STUDY TEXT
The following article is Chapter 12 of senior political reporter Tim Wheeler‘s memoirs, covering his 47 years as a writer for the Worker, Daily World, and People’s World.
We gathered in the library where the Worker staff held its story conferences one sweltering morning in July 1967. Prominently featured in the New York Times was a story about the angry explosion in Newark, N.J., over the arrest of John Smith, an African American cab driver.
Smith had been accused of “tailgating” a police vehicle and driving the wrong way on a one-way street. He was also accused of using “offensive language” and “assault” against the police officers as they arrested him.
The confrontation escalated and soon the headlines blazed about the “riot” in Newark.
What should we do? Carl Winter and the elders of the staff were discussing the options back and forth. I spoke up. “I’d like to take the train over to Newark and do some reporting.”

LIST OF TASKS
**a)** Rewrite the paragraph of the Newark memoir excerpt that begins "We gathered in the library" in fewer words, keeping its main facts.
**b)** Duplicate everything in the Newark memoir excerpt from "The following article" down to "American cab driver.".

Natural language region descriptions
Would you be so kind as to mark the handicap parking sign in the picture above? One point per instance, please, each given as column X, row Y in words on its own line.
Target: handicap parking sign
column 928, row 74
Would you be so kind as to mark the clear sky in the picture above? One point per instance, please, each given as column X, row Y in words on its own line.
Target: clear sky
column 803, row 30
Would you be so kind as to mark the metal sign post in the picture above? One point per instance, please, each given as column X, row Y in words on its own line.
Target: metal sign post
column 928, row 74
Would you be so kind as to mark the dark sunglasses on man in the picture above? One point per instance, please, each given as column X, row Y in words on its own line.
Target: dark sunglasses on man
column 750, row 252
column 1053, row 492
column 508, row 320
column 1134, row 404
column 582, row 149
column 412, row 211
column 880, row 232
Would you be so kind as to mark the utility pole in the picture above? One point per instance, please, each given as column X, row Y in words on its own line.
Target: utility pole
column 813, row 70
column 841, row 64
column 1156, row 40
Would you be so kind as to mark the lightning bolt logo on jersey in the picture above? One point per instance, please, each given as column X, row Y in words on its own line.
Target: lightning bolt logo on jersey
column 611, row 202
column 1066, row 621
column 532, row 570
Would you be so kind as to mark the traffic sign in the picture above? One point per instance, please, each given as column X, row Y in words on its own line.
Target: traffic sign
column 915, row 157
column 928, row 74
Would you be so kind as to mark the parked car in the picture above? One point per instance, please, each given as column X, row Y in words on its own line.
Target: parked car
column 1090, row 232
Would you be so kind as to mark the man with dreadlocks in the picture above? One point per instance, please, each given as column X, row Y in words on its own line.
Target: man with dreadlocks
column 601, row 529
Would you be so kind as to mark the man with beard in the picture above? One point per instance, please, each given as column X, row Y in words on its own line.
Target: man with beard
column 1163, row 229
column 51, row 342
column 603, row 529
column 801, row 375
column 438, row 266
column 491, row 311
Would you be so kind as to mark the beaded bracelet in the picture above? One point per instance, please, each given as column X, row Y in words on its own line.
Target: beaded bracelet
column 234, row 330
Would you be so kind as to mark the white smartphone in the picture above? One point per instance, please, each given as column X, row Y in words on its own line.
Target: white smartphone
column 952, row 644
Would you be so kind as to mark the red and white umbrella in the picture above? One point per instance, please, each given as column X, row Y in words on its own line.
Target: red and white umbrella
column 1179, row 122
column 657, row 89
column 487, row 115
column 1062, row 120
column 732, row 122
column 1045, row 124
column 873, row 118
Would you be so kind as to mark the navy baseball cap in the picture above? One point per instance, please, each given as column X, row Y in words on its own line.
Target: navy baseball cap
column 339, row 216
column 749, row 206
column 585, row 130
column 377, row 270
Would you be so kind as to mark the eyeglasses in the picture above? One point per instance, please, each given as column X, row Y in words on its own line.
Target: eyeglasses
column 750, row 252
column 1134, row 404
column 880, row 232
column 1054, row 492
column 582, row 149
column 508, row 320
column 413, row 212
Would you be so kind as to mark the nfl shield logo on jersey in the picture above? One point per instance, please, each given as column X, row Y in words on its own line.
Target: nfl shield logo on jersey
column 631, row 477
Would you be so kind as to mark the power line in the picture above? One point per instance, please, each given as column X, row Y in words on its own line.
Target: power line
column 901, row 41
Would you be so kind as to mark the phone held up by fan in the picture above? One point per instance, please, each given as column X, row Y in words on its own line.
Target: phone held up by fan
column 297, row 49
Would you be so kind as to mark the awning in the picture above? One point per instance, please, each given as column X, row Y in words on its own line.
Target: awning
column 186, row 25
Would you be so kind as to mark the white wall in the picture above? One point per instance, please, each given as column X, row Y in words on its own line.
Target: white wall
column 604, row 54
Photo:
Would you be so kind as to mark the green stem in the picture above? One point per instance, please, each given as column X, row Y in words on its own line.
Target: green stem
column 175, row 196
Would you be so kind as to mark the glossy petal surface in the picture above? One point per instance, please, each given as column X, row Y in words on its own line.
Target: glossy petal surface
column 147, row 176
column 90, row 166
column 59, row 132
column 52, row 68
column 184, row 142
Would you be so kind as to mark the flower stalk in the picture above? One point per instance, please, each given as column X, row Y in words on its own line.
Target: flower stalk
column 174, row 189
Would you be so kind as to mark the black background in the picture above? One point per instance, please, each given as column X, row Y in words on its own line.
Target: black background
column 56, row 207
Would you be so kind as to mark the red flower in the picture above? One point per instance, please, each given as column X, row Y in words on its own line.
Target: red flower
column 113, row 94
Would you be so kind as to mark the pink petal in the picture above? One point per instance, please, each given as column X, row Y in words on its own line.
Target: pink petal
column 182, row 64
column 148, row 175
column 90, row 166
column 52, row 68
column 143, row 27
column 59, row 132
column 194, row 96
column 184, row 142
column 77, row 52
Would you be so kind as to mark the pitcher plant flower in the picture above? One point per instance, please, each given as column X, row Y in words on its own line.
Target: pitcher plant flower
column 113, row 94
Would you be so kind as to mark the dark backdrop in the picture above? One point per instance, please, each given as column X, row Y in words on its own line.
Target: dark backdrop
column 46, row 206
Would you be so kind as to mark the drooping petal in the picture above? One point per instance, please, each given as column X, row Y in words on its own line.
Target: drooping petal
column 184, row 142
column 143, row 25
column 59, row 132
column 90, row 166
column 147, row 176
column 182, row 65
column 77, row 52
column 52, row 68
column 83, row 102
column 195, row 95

PROBLEM SOLUTIONS
**a)** On a hot July morning in 1967, the Worker staff held a story conference in its library. A prominent New York Times story reported an angry explosion in Newark, N.J., over the arrest of John Smith, an African American cab driver.

**b)**
The following article is Chapter 12 of senior political reporter Tim Wheeler‘s memoirs, covering his 47 years as a writer for the Worker, Daily World, and People’s World.
We gathered in the library where the Worker staff held its story conferences one sweltering morning in July 1967. Prominently featured in the New York Times was a story about the angry explosion in Newark, N.J., over the arrest of John Smith, an African American cab driver.